Challenge: Locate every line in the entries below that contains the string "dirt", matching case exactly, and copy each of those lines.

Data supplied:
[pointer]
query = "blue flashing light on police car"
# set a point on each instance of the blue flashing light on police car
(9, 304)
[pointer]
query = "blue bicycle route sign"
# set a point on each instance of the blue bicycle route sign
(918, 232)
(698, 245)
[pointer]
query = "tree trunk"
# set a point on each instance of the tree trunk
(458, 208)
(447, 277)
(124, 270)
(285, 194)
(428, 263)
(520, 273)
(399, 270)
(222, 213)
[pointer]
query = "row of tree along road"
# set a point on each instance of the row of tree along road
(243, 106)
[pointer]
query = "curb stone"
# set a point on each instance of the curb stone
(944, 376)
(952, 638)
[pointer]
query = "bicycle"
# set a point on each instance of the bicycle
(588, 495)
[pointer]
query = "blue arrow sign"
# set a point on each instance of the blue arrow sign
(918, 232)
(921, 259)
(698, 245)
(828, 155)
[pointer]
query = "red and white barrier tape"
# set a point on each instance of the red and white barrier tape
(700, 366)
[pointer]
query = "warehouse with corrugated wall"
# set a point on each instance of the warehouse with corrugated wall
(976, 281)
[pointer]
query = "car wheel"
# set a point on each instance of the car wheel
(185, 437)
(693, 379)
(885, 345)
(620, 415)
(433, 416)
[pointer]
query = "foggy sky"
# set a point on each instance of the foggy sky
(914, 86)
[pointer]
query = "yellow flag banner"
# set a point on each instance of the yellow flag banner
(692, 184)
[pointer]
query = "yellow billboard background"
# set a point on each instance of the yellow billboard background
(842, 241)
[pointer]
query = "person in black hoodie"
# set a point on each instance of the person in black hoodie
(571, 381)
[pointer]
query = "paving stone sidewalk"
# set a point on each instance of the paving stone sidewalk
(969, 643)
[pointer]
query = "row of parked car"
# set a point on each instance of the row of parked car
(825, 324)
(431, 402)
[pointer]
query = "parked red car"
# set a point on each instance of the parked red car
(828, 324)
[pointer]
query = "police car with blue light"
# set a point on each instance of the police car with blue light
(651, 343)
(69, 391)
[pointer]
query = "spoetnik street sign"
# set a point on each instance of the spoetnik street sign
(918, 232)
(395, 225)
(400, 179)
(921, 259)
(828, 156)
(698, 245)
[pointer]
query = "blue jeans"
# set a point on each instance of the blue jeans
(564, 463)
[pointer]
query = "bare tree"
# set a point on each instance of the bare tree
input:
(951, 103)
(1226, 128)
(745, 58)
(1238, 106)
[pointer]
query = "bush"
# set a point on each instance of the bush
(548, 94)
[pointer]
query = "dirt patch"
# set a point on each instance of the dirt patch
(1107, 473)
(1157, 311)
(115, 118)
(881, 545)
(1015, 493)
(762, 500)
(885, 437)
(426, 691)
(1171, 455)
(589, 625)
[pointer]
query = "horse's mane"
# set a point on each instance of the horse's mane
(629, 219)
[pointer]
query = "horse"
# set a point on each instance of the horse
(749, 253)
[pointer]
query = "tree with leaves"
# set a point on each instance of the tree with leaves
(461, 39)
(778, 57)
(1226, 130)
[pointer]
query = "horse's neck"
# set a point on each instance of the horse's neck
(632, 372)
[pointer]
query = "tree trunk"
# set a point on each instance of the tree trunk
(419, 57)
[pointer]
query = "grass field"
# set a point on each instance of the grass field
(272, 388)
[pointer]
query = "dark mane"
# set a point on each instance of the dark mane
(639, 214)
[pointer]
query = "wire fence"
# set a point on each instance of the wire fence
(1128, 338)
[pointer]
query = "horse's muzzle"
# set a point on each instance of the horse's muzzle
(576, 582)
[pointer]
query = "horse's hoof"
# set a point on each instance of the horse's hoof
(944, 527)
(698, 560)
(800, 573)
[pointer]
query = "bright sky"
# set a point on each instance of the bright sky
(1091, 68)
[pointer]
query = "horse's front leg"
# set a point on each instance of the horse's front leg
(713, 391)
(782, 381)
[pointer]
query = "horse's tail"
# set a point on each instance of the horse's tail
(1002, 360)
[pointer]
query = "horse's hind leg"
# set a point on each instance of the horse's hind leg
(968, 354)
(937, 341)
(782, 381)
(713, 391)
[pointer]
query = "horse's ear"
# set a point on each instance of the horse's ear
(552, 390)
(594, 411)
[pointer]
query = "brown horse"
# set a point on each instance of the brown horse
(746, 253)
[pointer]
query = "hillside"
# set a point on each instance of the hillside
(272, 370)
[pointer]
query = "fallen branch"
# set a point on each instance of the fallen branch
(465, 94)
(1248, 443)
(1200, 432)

Correct response:
query = "dirt patch"
# set a point on each instance of the dirt patch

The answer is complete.